** TASK REQUIREMENTS **
Beginning at the line containing "of the staircase", print every line until the records end, keeping each exactly as it is.

Top of INFORMATION

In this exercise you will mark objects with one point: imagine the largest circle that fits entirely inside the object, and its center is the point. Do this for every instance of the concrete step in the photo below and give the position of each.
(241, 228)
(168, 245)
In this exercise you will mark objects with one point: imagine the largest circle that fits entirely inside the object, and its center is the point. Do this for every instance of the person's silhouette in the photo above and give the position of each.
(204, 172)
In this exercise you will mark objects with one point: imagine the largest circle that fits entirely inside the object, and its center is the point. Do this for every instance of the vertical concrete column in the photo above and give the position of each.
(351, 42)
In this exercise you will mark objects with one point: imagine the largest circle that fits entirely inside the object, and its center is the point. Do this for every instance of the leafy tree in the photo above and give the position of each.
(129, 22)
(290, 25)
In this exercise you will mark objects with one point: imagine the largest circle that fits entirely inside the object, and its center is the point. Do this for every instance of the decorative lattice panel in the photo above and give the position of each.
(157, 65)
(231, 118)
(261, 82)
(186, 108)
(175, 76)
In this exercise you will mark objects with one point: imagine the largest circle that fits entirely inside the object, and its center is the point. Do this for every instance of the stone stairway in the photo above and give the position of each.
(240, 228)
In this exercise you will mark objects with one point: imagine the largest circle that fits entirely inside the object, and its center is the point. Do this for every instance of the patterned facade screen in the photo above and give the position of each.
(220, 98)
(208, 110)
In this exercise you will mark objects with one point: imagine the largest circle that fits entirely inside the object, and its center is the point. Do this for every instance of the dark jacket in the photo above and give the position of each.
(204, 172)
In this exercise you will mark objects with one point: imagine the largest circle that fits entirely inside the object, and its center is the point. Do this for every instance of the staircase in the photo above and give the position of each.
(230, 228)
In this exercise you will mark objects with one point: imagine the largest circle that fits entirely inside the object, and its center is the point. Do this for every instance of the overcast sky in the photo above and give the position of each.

Bottom of INFORMATION

** WRITTEN ANSWER **
In this exercise you will mark objects with one point: imagine the largest circle that fits entirely inside the object, and its center is the point. Do this for every instance of the staircase in the photo above and give the position of each.
(230, 228)
In this exercise you will mark objects with one point: imagine the largest circle that fits entirely inside the object, and its center is the point. Do this for every instance of the overcast sky in the photo above and give the position of each.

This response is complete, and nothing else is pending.